[Image box annotation records]
########

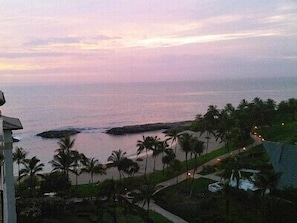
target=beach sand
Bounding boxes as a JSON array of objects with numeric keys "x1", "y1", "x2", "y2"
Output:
[{"x1": 70, "y1": 131, "x2": 223, "y2": 185}]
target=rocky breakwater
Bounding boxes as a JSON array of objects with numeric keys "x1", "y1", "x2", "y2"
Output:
[
  {"x1": 37, "y1": 129, "x2": 80, "y2": 139},
  {"x1": 106, "y1": 121, "x2": 192, "y2": 135}
]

########

### PROBLEM TO WORK ON
Render every line of the entries above as a Markdown table with the columns Row and Line, numbering each row and skipping blank lines. Leave the pictures out of the table.

### SOLVED PROBLEM
| Row | Line |
|---|---|
| 1 | target=beach sand |
| 2 | Bounding boxes as a JSON array of objects with numeric keys "x1", "y1", "x2", "y2" |
| 3 | Output: |
| 4 | [{"x1": 70, "y1": 131, "x2": 223, "y2": 185}] |
| 5 | target=rocky breakwater |
| 6 | Bounding boxes as a JSON array of objects with numeric keys "x1", "y1", "x2", "y2" |
| 7 | Output: |
| 8 | [ |
| 9 |   {"x1": 37, "y1": 129, "x2": 80, "y2": 139}, |
| 10 |   {"x1": 106, "y1": 121, "x2": 192, "y2": 135} |
| 11 | ] |